Recorded data ::
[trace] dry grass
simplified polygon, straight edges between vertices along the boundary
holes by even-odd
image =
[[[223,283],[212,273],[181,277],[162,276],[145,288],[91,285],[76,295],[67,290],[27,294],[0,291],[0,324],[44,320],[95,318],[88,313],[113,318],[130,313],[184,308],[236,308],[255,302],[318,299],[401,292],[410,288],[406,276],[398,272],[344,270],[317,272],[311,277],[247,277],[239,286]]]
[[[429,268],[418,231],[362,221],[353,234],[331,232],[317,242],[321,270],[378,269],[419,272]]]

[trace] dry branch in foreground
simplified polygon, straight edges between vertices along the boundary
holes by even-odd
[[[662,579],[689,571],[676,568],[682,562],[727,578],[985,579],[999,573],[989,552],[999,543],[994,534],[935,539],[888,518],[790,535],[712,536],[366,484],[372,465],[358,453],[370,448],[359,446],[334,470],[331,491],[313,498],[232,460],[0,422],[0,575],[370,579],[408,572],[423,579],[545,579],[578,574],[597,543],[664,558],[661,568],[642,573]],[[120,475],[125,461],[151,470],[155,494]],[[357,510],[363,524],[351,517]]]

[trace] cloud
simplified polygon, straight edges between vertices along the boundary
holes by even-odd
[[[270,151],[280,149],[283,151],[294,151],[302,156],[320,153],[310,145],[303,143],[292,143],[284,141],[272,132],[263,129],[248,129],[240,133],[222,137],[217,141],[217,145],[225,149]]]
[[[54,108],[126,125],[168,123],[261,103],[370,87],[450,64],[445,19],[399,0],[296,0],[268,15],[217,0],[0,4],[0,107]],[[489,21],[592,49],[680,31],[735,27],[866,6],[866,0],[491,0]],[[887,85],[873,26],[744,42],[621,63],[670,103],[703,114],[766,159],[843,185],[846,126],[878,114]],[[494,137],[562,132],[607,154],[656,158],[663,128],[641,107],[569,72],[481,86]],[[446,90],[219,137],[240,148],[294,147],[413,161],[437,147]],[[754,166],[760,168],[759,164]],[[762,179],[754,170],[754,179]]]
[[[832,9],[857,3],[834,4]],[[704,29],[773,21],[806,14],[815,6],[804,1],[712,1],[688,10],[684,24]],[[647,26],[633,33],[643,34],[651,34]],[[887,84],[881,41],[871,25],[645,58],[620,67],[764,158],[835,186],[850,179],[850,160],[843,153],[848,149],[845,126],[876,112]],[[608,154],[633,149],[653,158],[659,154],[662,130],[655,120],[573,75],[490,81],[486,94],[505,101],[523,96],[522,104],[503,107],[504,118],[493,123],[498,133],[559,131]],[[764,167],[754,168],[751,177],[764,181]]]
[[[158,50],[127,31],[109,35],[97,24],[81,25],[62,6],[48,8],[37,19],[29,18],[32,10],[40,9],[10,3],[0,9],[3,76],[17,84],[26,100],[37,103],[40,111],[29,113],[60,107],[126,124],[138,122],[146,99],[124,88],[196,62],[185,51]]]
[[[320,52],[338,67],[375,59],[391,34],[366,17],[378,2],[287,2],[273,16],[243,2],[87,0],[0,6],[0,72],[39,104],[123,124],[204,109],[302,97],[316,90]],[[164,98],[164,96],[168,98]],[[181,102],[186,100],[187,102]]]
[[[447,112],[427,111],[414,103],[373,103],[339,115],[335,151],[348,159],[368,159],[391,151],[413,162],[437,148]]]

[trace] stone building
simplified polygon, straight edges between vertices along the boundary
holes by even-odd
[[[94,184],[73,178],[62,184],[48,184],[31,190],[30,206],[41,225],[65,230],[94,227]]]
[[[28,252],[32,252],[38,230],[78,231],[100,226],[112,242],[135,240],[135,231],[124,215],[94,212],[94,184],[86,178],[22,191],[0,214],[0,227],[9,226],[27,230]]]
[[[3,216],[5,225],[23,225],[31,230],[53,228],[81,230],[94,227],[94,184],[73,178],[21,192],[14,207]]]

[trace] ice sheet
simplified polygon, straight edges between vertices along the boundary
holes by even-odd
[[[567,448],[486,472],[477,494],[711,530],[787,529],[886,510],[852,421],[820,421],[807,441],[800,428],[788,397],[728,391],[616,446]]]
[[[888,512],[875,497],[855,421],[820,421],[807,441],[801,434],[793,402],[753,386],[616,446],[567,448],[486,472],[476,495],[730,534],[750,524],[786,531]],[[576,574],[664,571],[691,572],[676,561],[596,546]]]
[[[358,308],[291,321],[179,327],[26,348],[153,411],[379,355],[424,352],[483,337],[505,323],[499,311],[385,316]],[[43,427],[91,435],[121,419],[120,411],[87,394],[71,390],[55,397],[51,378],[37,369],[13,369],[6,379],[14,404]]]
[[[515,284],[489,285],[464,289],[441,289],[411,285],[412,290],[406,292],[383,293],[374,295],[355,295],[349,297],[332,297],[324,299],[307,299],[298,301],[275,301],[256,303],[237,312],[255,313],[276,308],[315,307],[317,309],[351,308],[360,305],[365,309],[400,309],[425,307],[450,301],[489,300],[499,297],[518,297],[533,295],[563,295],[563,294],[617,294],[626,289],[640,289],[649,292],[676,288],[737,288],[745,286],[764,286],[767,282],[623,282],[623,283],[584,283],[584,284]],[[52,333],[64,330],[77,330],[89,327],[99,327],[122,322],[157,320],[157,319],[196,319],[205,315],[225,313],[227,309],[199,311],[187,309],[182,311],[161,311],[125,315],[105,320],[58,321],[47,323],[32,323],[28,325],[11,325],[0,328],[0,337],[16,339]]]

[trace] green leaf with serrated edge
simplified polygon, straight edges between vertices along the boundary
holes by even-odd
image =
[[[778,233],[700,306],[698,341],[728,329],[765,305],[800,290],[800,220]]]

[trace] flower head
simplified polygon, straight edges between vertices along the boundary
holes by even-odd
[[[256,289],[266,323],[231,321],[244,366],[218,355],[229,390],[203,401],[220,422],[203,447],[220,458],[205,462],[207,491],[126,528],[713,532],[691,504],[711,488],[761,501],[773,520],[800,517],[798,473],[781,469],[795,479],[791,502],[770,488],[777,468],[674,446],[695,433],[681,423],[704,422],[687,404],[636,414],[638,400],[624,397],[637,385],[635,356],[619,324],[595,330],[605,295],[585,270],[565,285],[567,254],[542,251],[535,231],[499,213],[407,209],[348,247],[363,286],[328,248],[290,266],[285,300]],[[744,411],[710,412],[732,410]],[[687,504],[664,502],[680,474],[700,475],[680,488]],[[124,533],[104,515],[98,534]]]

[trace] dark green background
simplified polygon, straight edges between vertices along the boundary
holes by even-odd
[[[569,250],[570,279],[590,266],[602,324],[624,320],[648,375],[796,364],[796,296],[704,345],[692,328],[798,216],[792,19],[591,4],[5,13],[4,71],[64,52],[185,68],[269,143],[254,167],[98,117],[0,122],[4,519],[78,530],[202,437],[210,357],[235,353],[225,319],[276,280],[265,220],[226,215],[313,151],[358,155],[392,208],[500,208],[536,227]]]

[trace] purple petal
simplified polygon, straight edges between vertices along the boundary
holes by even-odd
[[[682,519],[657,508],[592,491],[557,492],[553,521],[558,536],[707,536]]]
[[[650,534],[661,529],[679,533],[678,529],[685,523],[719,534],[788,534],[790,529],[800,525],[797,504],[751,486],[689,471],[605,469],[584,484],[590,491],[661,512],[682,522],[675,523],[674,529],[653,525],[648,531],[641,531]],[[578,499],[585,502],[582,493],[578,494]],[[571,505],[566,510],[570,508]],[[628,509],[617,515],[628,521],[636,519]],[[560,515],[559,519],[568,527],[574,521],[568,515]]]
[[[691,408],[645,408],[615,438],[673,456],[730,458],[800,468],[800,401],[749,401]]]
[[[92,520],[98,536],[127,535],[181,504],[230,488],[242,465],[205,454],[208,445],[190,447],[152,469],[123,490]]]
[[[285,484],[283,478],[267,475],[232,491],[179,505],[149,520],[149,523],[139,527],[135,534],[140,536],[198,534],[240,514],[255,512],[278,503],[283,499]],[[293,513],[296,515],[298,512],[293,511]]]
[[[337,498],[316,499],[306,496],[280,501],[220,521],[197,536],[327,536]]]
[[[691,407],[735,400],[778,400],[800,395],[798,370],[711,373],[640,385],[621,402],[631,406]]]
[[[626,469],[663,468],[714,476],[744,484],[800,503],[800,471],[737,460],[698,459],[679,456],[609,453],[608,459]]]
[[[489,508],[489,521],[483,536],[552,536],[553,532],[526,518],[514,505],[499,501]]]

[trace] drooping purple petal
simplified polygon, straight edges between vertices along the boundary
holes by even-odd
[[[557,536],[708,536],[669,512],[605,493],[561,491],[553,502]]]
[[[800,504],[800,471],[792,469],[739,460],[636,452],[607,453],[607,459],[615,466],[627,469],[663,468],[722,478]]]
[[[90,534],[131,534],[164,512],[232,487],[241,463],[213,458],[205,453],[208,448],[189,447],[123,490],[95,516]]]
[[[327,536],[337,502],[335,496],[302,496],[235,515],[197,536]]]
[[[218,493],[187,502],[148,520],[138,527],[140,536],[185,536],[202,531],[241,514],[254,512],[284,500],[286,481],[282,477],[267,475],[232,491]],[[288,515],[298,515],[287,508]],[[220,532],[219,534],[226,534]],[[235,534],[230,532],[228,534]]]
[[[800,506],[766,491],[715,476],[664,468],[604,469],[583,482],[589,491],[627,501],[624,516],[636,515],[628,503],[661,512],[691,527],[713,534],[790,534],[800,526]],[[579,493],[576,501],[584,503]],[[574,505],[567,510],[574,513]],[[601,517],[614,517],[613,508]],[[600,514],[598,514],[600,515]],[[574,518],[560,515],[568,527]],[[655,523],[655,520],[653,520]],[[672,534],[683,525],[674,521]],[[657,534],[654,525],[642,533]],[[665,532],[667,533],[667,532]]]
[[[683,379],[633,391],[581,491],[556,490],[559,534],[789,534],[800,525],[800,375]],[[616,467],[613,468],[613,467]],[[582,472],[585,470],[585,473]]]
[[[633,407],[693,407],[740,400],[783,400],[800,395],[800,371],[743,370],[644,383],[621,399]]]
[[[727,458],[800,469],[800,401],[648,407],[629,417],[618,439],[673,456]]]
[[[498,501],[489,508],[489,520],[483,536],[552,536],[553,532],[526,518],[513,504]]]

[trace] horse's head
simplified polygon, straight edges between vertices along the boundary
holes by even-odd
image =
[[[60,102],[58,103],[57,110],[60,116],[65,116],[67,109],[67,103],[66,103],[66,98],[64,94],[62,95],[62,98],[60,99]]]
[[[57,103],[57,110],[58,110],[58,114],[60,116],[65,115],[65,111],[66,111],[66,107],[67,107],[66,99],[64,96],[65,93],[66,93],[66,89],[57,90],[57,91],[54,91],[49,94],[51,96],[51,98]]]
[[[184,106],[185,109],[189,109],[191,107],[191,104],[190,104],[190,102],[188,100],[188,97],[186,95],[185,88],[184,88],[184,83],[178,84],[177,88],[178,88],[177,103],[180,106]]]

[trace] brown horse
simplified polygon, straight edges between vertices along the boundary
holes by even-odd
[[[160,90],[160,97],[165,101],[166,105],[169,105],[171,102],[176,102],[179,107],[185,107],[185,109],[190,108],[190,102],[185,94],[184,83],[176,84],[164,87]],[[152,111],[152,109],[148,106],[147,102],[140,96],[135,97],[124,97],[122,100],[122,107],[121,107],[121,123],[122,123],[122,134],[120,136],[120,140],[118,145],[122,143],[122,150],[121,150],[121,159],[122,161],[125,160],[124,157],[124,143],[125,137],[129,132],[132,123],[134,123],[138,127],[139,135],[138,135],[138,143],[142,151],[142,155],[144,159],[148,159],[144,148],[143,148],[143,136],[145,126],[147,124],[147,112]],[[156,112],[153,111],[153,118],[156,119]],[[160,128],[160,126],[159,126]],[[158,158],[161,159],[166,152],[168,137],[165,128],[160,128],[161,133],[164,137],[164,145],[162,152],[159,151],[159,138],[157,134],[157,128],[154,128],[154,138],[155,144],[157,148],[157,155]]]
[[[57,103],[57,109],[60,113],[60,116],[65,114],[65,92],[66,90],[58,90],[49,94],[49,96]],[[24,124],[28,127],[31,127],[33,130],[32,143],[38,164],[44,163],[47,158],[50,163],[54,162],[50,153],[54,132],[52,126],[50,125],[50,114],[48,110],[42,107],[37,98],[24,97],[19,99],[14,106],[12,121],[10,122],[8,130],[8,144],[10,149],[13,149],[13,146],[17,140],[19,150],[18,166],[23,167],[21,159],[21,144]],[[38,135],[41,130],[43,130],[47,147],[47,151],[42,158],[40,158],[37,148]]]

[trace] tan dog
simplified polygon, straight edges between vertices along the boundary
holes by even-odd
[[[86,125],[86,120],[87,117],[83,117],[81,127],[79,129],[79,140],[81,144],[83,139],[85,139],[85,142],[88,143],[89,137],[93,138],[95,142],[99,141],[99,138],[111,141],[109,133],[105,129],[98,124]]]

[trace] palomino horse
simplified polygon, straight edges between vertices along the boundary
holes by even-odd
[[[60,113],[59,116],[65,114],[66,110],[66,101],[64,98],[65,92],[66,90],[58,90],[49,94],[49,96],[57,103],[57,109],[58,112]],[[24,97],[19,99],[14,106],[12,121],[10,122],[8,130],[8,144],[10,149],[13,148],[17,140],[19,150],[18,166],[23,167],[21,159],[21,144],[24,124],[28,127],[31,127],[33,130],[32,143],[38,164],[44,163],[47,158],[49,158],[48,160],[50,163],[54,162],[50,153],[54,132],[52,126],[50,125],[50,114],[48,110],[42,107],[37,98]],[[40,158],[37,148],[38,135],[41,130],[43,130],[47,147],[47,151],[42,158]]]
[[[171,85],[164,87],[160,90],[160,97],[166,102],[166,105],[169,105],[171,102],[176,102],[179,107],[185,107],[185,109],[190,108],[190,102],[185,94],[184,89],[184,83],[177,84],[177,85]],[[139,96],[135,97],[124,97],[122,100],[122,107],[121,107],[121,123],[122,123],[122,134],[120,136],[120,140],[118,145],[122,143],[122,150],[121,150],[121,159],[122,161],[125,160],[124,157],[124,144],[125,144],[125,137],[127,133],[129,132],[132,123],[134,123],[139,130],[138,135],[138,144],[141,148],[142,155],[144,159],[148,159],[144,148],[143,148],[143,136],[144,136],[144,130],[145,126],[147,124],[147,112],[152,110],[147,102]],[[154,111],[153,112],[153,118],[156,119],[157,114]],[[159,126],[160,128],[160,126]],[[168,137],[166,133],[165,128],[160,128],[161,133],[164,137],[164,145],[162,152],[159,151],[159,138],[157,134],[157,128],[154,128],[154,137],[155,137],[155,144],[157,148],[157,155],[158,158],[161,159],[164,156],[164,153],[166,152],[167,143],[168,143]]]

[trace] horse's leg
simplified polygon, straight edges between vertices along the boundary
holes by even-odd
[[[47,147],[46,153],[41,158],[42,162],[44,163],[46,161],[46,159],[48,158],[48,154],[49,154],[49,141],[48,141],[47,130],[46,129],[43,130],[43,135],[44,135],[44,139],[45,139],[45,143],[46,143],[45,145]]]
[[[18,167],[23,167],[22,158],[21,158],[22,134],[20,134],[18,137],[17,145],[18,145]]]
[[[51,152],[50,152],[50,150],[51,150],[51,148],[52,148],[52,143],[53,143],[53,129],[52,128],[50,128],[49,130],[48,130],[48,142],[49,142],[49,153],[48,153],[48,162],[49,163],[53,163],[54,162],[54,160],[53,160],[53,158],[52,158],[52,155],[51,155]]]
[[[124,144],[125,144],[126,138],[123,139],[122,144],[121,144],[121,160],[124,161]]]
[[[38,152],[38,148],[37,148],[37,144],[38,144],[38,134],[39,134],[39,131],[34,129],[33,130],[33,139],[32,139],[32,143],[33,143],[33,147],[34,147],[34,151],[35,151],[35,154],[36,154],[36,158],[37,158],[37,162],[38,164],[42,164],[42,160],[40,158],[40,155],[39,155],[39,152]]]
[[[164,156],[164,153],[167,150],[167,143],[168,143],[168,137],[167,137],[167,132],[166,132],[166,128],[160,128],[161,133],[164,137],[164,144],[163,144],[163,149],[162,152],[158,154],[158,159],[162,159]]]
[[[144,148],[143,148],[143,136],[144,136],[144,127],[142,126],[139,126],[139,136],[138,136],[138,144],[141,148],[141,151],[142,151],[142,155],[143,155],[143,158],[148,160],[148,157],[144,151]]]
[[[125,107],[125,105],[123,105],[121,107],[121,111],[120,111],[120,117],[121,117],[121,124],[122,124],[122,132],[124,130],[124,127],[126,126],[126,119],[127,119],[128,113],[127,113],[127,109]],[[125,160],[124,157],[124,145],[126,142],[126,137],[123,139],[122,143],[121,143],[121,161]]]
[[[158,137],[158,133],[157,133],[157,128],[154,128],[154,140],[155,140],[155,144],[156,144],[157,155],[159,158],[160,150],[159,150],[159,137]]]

Problem to work on :: For each line in the material above that contains the string "petal", make a copy.

Result of this exercise ::
[trace] purple petal
[trace] drooping purple petal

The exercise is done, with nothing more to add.